SOURCE PASSAGE.
►

Cognition
Can a First Language Be Totally Forgotten? II
Additional evidence that a first language lost in childhood leaves a trace
Posted February 18, 2015
THE BASICS
Post written by François Grosjean.
One of the most intriguing questions relating to bilingualism is whether a language acquired in very early childhood, and then forgotten, is in fact still present. In a first post on this topic, I mentioned the well-known example of little Stephen who had acquired Garo in India during his first years but who later forgot it when his parents returned to the United States. His father, anthropologist Robbins Burling, reported on the case and asked whether hidden deep in his unconscious he had not retained a remnant of his lost language which could be reawakened if he came into contact with the language again (see here).
In a second post, I reviewed a number of studies that seem to give contradictory results. Research conducted in France with adults who had been born in Korea, and had been adopted as babies by French families, seemed to show that the adoptee's first language, Korean, had indeed been lost.
However, a study undertaken in Sweden seemed to show that if reexposure to the first language takes place over a certain period of time and is intensive, then remnants of a seemingly lost language are more likely to be retrieved. Basically, a first language is not totally lost (see here).
This fascinating topic will certainly continue to be studied for many years to come. Those who believe that early first language representations are not overwritten, even though the language appears to be lost, can now refer to the results of a new, and very compelling, study. Lara Pierce and her coauthors, all based at McGill University and the Université de Montréal in Canada, sought to find neural evidence of a first language in participants who had forgotten it and had no conscious recollection of having known it.
They tested three groups of young people whose mean age was 13 years old. One group was made up of adoptees who had come from China to Quebec when they were one year old. Since then they had grown up speaking French only and had no longer been exposed to Chinese. The second group was composed of Chinese / French bilinguals who had continued speaking Chinese at home and had used French everywhere else. And the third group was made up of monolingual French speakers who knew no Chinese whatsoever.

◄

Extend the article on whether a first language lost in early childhood leaves a trace, beginning right after its final sentence about the third group.

INFORMATION SHOWN.
►

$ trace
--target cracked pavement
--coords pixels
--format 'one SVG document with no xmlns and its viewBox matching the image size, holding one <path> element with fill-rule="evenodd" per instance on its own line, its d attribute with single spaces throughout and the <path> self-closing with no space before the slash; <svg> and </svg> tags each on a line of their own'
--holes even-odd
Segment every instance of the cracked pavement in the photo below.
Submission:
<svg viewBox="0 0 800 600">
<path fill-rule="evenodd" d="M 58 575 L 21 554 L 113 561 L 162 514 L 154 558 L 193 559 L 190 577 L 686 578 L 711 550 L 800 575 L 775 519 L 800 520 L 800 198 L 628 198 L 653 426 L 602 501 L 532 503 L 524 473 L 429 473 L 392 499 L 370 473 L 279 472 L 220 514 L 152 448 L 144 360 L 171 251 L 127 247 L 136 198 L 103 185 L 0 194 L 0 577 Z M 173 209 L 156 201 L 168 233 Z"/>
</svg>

◄

THE ANSWER.
The brain activation of the participants was examined using functional magnetic resonance imaging (fMRI) while they were doing a Chinese lexical tone discrimination task. In this task, they were asked to listen to pairs of phrases containing three syllables that were either pseudowords (e.g. da-shao-fa) or nonspeech hummed versions of the same syllables. Both pseudowords and their hummed versions contained tone information. The two elements of the pair were either identical, or the final syllable varied on tonal information only. Participants were asked to respond with a button press indicating whether the final syllable was the same or different in the pair.
What is interesting in this study is that it used tone information which is processed differently depending on whether one knows a tonal language or not. Thus, the Mandarin word "ma" can mean "mother", "hemp", "horse" or "scold" to listeners of Chinese depending on the tone used whereas the meaning remains the same ("mine") for listeners of French despite the change in tone. In the case of French listeners, it is the right hemisphere's frontal and temporal regions that process acoustic frequency information that are activated when listening to lexical tones, whereas it is the left hemisphere language regions that are activated in Chinese listeners since tones are linguistically relevant in their language.
How did the three groups of participants react to the stimuli they heard? In the monolingual French speakers, only the right hemisphere was activated, more precisely the right temporal regions which process complex, but nonlinguistic, auditory signals. In the bilingual participants, who knew and used both Chinese and French, the largest peaks of activation were in the left hemisphere (left temporal regions) showing thereby that they were using their linguistic knowledge of tones to process what they heard. What about the adoptees who had functionally "lost" their Chinese and had no conscious recollection of it? Their neural patterns matched those of the bilinguals showing thereby that they maintained their early neural representations over time even though they had received no Chinese language for some twelve years! The authors concluded that these representations acquired early in life are indeed present and can be revealed if the right procedure is used.
THE BASICS
Of course, as more research is conducted in this domain, the story will become more complicated. Others factors will be taken into account and some may be found to have some importance. For example, the Canadian researchers found that the children who were adopted at later ages showed more activation in a part of the left hemisphere, the planum temporale, than those who were adopted earlier. So the amount of input that a language received before being forgotten will probably play a role. Other questions will be asked such as what exactly was acquired linguistically before attrition occurred, how sensitive is the research task used, and is perception restored more quickly than production? To these should be added factors that concern the type of reexposure needed to "reawaken" a language and how long it should last.
This said, the answer to the question in the title of this post, "Can a first language be totally forgotten?", now seems to be clearer than ever before: No, not totally!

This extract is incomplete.